##### Source extract #####

Optimize find and combine in list of list in Python-CodePudding

I have a list which can contains hundreds of thousands of lists where int are stored. Let's say for example:

list = [ [0,5,9], [1,2,4], [1,2,7,4], [3,100,42] ... ]

I need to create a new list that contains all the elements where a specific element is present. For example my new_list[0] will be a flat list of all list where element 0 exists.

A dumb for-for loops would be like:

# list_ref <- my list of list
gr_cl=[]
for i in range(len(list_ref)):
    clust=[]
    for j in list_ref:
        if i in j:
            clust.append(j)
    gr_cl.append([item for sublist in clust for item in sublist]) #flat it

# set
gr_cl_set = [list(set(item)) for item in gr_cl]

I tried to implement it as list comprehension, but it still takes too much time to make my code efficient.

Any idea?

CodePudding user response：

Maybe, but the question miss a contraint to limit the output list is missing.

The code below give all sublist to the maximum of the from collections import defaultdict

from collections import defaultdict

inputlist= [ [0,5,9], [1,2,4], [1,2,7,4], [3,100,42]  ]

# create a dictionary in which :
#  keys : value of the elements of the sublists
#  values : index of the sublists of inputlist which contains the key
elt_refs = defaultdict(list)
max_value = 0
for i, sublist in enumerate(inputlist):
    for elt in sublist:
        if elt > max_value: max_value = elt
        elt_refs[elt].append(i)

##### Recorded data #####

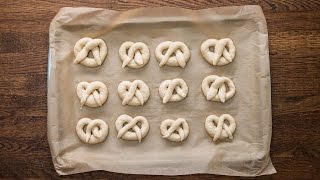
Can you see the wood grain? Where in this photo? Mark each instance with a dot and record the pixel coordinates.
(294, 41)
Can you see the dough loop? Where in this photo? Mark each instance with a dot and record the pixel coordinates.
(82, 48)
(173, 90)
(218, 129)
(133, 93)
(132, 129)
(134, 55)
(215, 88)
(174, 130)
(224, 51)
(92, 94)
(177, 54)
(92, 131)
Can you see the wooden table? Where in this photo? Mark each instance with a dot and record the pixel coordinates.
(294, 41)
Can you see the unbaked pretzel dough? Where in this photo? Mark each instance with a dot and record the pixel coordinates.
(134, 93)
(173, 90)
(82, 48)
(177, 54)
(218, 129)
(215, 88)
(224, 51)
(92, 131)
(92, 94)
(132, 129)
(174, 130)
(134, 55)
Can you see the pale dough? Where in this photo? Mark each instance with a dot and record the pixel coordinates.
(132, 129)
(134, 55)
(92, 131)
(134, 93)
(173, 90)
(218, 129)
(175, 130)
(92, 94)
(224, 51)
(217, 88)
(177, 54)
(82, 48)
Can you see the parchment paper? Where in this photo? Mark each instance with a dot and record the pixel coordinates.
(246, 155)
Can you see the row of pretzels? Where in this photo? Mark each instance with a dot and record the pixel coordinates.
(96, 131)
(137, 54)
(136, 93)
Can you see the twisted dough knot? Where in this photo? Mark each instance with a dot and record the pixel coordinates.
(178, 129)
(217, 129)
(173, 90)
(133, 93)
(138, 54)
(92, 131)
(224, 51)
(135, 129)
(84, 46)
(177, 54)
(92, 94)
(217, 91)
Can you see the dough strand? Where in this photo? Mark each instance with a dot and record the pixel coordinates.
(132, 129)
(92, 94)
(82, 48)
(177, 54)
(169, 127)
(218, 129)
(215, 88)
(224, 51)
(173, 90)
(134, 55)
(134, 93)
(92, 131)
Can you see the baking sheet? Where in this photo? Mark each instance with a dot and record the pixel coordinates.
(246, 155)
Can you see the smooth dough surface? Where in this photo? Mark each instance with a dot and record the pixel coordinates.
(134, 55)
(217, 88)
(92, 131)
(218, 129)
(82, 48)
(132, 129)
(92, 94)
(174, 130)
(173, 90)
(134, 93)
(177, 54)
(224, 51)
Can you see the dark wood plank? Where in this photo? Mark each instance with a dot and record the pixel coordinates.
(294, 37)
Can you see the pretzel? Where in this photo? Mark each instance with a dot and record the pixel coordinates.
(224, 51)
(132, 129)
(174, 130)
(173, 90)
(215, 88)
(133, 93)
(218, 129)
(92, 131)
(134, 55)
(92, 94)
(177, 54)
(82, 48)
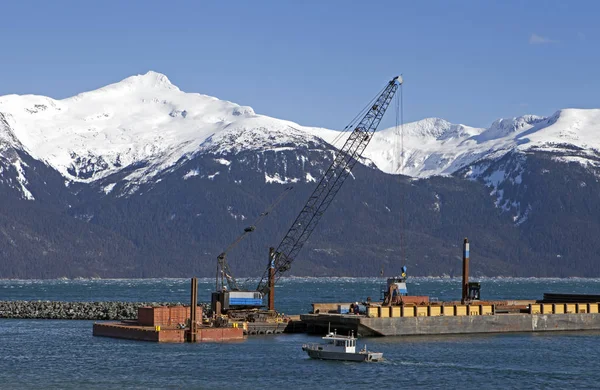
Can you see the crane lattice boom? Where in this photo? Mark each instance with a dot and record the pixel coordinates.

#####

§ Your tasks
1. According to the Python list thread, what does the reply's code import from the collections module?
2. Write out every sublist in the `inputlist` assignment in the Python list thread.
3. Continue the Python list thread from its last line of code.

§ Response list
1. It imports defaultdict.

2. [0,5,9], [1,2,4], [1,2,7,4], [3,100,42]

3.
# build the result by iterating on the list of the element of the dictionnary
# and filling the gaps 
result = []
result_i = 0
for k, refs in sorted(elt_refs.items()):
    # fill the gaps
    gap = k - result_i - 1
    for _ in range(gap):
        result.append([])

    result_i = k

    # flatten refs
    flat = []
    for ref in refs:
        flat.extend(inputlist[ref])

    result.append(list(set(flat)))

print(result)

CodePudding user response：

Why not put the lists in dicts? So they you say my_dict[#] is list of indices in the original list containing #. Likely faster and you can still get the output you want (a list of indices).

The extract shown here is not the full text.